▶ **PROBLEM REQUIREMENTS**
Would you return the listing below word for word, every line of it, but without the pictures?

◆ ◆ ◆ ◆ ◆

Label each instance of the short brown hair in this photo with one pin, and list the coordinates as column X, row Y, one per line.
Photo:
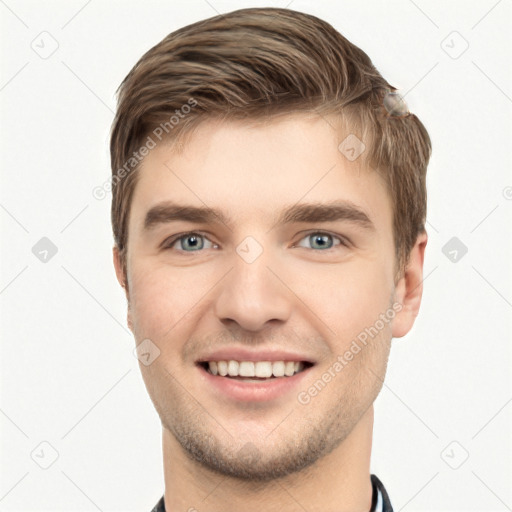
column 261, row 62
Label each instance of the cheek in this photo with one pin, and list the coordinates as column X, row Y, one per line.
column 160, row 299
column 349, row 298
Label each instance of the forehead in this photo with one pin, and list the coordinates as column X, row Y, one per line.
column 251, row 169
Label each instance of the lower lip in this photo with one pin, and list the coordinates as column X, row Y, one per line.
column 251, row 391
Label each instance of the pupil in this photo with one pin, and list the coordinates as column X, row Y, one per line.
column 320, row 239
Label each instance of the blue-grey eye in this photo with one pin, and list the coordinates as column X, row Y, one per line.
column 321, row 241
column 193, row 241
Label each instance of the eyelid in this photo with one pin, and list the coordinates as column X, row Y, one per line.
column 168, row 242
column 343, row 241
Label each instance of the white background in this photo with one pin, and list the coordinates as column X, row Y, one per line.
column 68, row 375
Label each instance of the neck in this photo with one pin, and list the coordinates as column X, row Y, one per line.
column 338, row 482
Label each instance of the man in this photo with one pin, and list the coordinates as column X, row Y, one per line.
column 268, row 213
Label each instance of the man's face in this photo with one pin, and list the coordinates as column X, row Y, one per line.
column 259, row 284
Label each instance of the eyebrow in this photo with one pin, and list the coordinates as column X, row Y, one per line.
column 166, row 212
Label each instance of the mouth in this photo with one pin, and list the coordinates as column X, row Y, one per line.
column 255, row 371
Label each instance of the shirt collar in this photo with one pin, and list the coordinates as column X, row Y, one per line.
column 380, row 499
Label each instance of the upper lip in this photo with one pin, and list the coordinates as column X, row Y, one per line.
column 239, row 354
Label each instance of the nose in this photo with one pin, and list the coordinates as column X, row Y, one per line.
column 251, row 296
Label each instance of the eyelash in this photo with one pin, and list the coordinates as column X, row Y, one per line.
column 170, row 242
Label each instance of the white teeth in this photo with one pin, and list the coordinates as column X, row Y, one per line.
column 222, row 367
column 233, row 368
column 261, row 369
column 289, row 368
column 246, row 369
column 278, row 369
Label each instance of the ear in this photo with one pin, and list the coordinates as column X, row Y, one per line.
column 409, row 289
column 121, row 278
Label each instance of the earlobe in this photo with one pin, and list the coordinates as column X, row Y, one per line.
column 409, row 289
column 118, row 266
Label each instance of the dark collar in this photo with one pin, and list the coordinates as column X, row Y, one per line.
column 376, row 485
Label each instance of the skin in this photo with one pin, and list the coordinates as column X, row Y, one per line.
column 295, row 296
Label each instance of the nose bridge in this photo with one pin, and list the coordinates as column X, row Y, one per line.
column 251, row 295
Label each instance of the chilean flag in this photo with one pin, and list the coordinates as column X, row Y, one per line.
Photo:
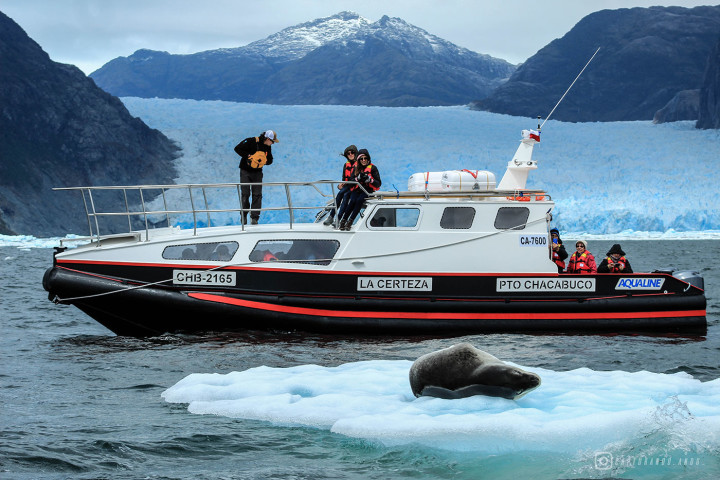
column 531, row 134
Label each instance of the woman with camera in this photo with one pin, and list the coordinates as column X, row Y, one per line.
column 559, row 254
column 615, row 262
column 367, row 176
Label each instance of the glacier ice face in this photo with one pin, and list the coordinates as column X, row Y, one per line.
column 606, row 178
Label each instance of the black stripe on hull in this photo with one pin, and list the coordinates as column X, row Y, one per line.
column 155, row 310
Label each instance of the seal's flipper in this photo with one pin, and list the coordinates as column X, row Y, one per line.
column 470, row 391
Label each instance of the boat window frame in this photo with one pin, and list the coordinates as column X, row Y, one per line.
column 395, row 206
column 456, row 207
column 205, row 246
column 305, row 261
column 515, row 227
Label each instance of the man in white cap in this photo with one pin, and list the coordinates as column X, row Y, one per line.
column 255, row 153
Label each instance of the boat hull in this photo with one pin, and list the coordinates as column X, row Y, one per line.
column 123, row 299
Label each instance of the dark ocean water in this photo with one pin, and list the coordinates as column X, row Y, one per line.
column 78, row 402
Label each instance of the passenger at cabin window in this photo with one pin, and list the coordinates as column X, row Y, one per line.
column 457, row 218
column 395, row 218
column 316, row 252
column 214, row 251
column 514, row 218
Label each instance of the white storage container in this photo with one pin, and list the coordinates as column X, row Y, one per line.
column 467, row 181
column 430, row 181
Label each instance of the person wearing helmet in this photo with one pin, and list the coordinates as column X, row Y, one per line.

◆ ◆ ◆ ◆ ◆

▶ **RESULT OF THIS TASK**
Label each instance of the short brown hair in this photo with one pin, and list the coordinates as column X, row Y, one per line.
Photo:
column 261, row 62
Label each instance of the cheek in this photo with one pin, and list the coordinates as column X, row Y, one per line.
column 160, row 299
column 349, row 298
Label each instance of the forehead in this photo with one pin, and list the coordinates as column X, row Y, one per line.
column 251, row 169
Label each instance of the lower lip in this photo with one pin, and list the coordinates as column X, row Y, one per line.
column 251, row 391
Label each instance of the pupil in this photo with one pin, and list the coordinates as column X, row Y, one per line.
column 320, row 239
Label each instance of the blue-grey eye in this photo with one pin, and list the coordinates as column X, row Y, one per line.
column 321, row 241
column 193, row 241
Label each instance of the eyelid in this photo with one pin, and list the coordinates as column X, row Y, one per line.
column 168, row 242
column 343, row 241
Label each instance of the white background in this photo with one pin, and list the coordinates as column X, row Y, one per line.
column 68, row 375
Label each instance of the neck in this photo with one pin, and list the coordinates as column X, row Y, one per line.
column 338, row 482
Label each instance of the man in this photo with one pin, and list the coordinates as column X, row Y, one per line.
column 268, row 213
Label each instance of the man's face in this photo with one pin, and list the coordinates as column X, row Y, one per line.
column 259, row 284
Label each instance of the eyebrow in this photo with one pin, and list the coordinates as column X, row Y, one per line.
column 166, row 212
Label each instance of the mouth in this photo with one pin, and list the coordinates as column X, row Y, one per line.
column 255, row 371
Label each instance of the shirt collar in this photo with one pin, and list the coordinates as column X, row Y, one per line.
column 380, row 499
Label each instance of the upper lip in this photo with one pin, and list the coordinates as column X, row Y, one per line.
column 239, row 354
Label each instance of the nose in this photo with one pin, and list the coordinates as column X, row Y, one per line.
column 251, row 296
Label each instance of the eyelash in this photo with one pin, and list the coordinates as column X, row Y, one per line.
column 170, row 242
Label each instance of the white teeth in this photo with one pin, and list the coordinates as column X, row Y, one per line.
column 222, row 367
column 233, row 368
column 261, row 369
column 289, row 368
column 246, row 369
column 278, row 369
Label each instance of the ear in this photo with one pin, and list the coordinates as column X, row Y, one per line.
column 409, row 289
column 121, row 278
Label each instance of the earlobe in this photo with one pin, and list the coordinates as column X, row Y, one per line.
column 409, row 289
column 118, row 266
Label each instance of the dark collar in this photo with one pin, and list the coordinates as column X, row Y, one per line.
column 376, row 485
Label each instance of the skin in this photo with one pin, and list the coordinates as column X, row Y, one per line.
column 295, row 296
Label each instance of the nose bridge in this photo with one pin, and list the coordinates as column X, row Y, one per line.
column 251, row 295
Label each instance of the chilean flag in this photo with one pin, and list the coordinates as column X, row Y, one per line.
Photo:
column 531, row 134
Label each instance of the woman with camera in this photo with one pin, and list the coordinates as column X, row Y, one per line.
column 559, row 254
column 615, row 262
column 367, row 176
Label each instance of the glacier ice face in this photo with one pin, and list the coordinates as column X, row Y, one per line.
column 606, row 178
Label each instance of the black stripe on hull in this photo with one pin, and list the coordinates as column X, row Y, one per line.
column 155, row 310
Label each instance of the seal's flipper in this photo with one pin, and list the coordinates as column X, row Y, one per line.
column 470, row 391
Label each instance of the boat window frame in this photo with one pin, and list the coordinates as column X, row Y, one per line.
column 395, row 206
column 456, row 207
column 205, row 246
column 305, row 261
column 515, row 227
Label each instance of the man in white cap in this photo with one pin, and list the coordinates as column X, row Y, one per line.
column 255, row 153
Label each instance of the boat hull in this photo with one pin, and list the coordinates as column X, row Y, one per line.
column 123, row 299
Label each instance of the dark ocean water in this photo with one pin, and list the coordinates as column X, row Y, one per line.
column 78, row 402
Label each instance of the passenger at cabin window in this photo with one pin, and list the coordinates as column X, row Y, one per line.
column 457, row 218
column 395, row 218
column 316, row 252
column 214, row 251
column 514, row 218
Label each instance of the white storage container in this photo with one pin, and list the coordinates as column X, row Y, one per line.
column 467, row 181
column 430, row 181
Label each instance of the person wearing helmet in this photo with one pin, and list the coordinates as column X, row Y, one per line.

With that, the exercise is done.